> **Consegna 1**: Restituisci ogni riga delle voci in cui compare la parola "vanity", copiandola così com'è.

> **Brano del documento**:
• • • • • • •

Un recente studio commissionato dall’Ecsa (European Community Shipowners’ Associations) e dall’Ics (International Chamber of Shipping) sull’imminente proposta di direttiva “FuelEU Maritime” della Commissione europea, rileva che la promozione dei biocarburanti potrebbe sollevare seri problemi di applicazione, dato che occorrerebbe rendere obbligatorio lo standard sui carburanti anche a quelli acquistati al di fuori dell’Ue. Ciò potrebbe compromettere il raggiungimento degli obiettivi di riduzione delle emissioni. Lo studio esamina anche l’introduzione di un complesso sistema di conformità che implica l’istituzione di un sistema di quote di scambio di carbonio oltre all’attuale sistema EU ETS.
Lo studio, intitolato “FuelEU Maritime – Avoiding Unintended Consequences” che esplora l’efficacia e le implicazioni di potenziali misure, comprese le nuove norme Ue sui carburanti, volte alla decarbonizzazione del trasporto marittimo, rileva che ci sono problematiche significative nell’applicazione delle norme comunitarie sui carburanti al di fuori della giurisdizione dell’Unione. Uno standard per i combustibili acquistati a livello internazionale, in sostanza, imporrebbe l’uso di biocarburanti da parte delle navi a causa della mancanza di combustibili alternativi praticabili, in particolare per la navigazione d’altura. Lo studio evidenzia una serie di questioni in sospeso riguardanti il costo, la disponibilità e le specifiche dei biocarburanti, nonché importanti questioni sull’applicazione dei criteri di sostenibilità dell’Ue ai sensi della direttiva sulle energie rinnovabili.

• • • • • • •

> **Voci fornite**:
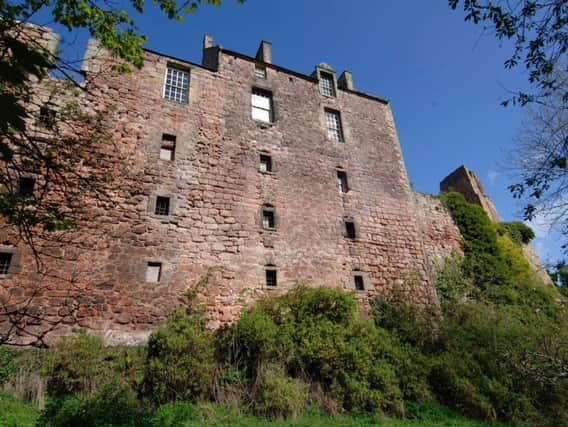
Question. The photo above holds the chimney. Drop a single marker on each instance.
(264, 53)
(346, 81)
(207, 41)
(211, 54)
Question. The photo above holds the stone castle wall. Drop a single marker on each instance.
(96, 276)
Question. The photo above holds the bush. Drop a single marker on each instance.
(114, 404)
(75, 365)
(518, 232)
(278, 395)
(180, 360)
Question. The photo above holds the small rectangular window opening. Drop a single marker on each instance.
(261, 102)
(327, 86)
(260, 71)
(342, 182)
(271, 278)
(176, 85)
(349, 229)
(333, 125)
(5, 261)
(265, 163)
(359, 283)
(162, 206)
(168, 147)
(26, 186)
(153, 272)
(268, 219)
(47, 116)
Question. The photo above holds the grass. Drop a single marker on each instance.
(15, 413)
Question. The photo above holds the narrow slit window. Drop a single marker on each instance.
(359, 282)
(333, 125)
(5, 261)
(271, 277)
(350, 229)
(268, 220)
(162, 206)
(261, 102)
(168, 147)
(265, 163)
(47, 116)
(260, 71)
(153, 272)
(327, 86)
(176, 85)
(26, 186)
(342, 182)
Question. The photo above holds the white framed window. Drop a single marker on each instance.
(333, 125)
(261, 102)
(176, 85)
(327, 86)
(153, 272)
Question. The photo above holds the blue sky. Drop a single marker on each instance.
(443, 76)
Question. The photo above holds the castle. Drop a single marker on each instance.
(233, 179)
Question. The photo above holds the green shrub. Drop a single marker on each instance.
(518, 232)
(278, 395)
(15, 413)
(75, 365)
(180, 360)
(8, 365)
(114, 404)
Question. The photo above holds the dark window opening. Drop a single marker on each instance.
(162, 206)
(265, 163)
(349, 229)
(327, 85)
(168, 147)
(268, 220)
(342, 182)
(271, 277)
(153, 272)
(47, 116)
(359, 283)
(26, 186)
(5, 261)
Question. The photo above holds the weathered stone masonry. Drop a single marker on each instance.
(217, 194)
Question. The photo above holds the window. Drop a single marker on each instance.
(47, 116)
(327, 86)
(342, 182)
(350, 229)
(260, 71)
(162, 206)
(168, 147)
(359, 282)
(268, 220)
(265, 164)
(153, 272)
(5, 261)
(271, 276)
(26, 186)
(333, 124)
(261, 105)
(176, 86)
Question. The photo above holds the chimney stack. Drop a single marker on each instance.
(264, 53)
(346, 81)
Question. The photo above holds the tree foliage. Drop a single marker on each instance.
(538, 30)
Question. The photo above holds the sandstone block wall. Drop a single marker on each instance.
(96, 277)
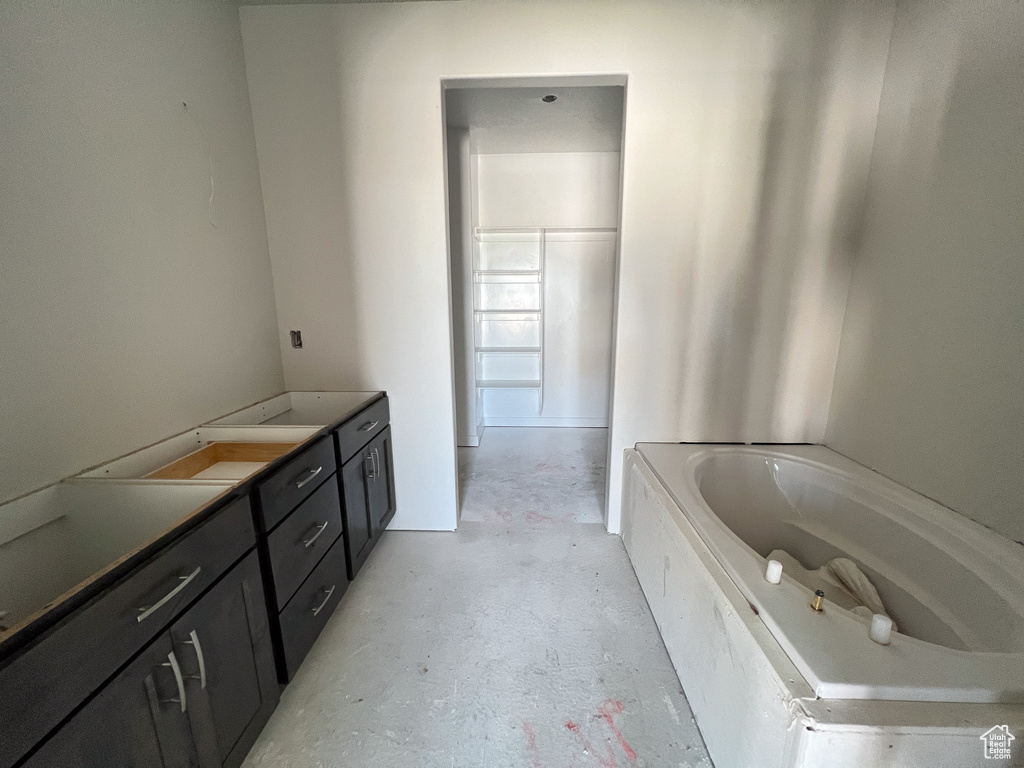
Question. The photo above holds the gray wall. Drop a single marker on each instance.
(125, 315)
(930, 383)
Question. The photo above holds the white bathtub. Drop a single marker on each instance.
(755, 657)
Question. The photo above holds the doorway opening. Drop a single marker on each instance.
(534, 193)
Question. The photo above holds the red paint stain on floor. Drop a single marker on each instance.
(605, 762)
(535, 754)
(608, 710)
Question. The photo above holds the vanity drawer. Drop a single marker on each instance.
(43, 683)
(303, 617)
(298, 544)
(280, 494)
(358, 430)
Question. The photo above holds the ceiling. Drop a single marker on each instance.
(515, 120)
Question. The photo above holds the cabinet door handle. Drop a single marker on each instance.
(320, 607)
(307, 478)
(146, 610)
(199, 656)
(320, 529)
(172, 662)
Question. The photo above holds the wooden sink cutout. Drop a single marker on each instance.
(222, 461)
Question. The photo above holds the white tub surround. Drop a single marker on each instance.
(773, 683)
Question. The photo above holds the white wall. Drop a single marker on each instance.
(549, 189)
(125, 315)
(748, 131)
(930, 385)
(461, 206)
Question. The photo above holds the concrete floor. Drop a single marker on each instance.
(516, 641)
(543, 475)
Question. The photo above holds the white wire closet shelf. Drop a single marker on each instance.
(509, 311)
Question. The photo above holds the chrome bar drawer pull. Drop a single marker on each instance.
(320, 607)
(172, 662)
(194, 641)
(146, 610)
(307, 478)
(320, 529)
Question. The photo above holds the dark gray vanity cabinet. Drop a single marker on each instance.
(368, 480)
(197, 695)
(131, 722)
(300, 521)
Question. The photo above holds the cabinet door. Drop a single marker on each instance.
(136, 720)
(355, 481)
(381, 483)
(223, 645)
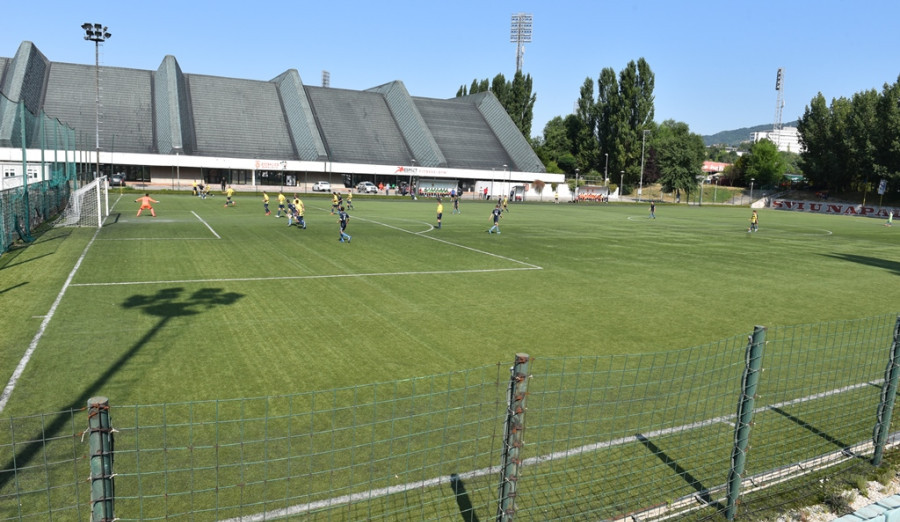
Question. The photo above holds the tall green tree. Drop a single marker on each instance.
(679, 156)
(764, 165)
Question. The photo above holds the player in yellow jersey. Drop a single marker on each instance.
(281, 200)
(229, 192)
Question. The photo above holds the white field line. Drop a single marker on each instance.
(20, 368)
(527, 266)
(321, 276)
(400, 488)
(207, 225)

• • • • • • •

> **Consegna 2**: Riprendi il brano sullo studio relativo a FuelEU Maritime e proseguilo a partire dall'ultima frase riportata.

> **Risposta 1**:
Question. The photo above holds the vanity drawer. Drop a single marker on each instance.
Question. The photo above holds the dark gray vanity cabinet. Drop a single marker on each instance.

> **Risposta 2**:
«Lo shipping europeo – afferma Claes Berglund, presidente dell’Ecsa – è impegnato a decarbonizzare il trasporto marittimo il più rapidamente possibile. Tuttavia, gli armatori non possono essere ritenuti responsabili della qualità dei combustibili. Questa è l’unica responsabilità dei fornitori di carburante».
Martin Dorsman, segretario generale dell’Ecsa, aggiunge: «Comprendiamo che la Commissione voglia applicare i criteri di sostenibilità dell’Ue a tutti i combustibili coperti dalla proposta, ma l’attribuzione della responsabilità legale per gli standard sui combustibili sulle navi non affronta le questioni sostanziali dell’applicazione, in particolare per quanto riguarda i biocarburanti».
Certificare i fornitori di carburante non UE autorizzati a rifornire le navi a livello internazionale può implicare che FuelEU Maritime regolerebbe efficacemente e potenzialmente perturberebbe il mercato internazionale del carburante. Pertanto, una delle principali conclusioni dello studio è che l’Ue dovrebbe garantire che l’obbligo principale per il rispetto di eventuali nuove norme spetti ai fornitori di carburante.
Guy Platten, segretario generale dell’International Chamber of Shipping, dichiara: «Non penalizzeresti un proprietario di un’auto per aver acquistato il carburante sbagliato a una pompa di benzina, ma questo è esattamente ciò che accadrà agli armatori con la proposta marittima FuelEU. Inoltre, vi sono legittime preoccupazioni che FuelEU possa compromettere la riduzione delle emissioni imponendo l’uso di biocarburanti, che hanno problemi reali per la sostenibilità ambientale».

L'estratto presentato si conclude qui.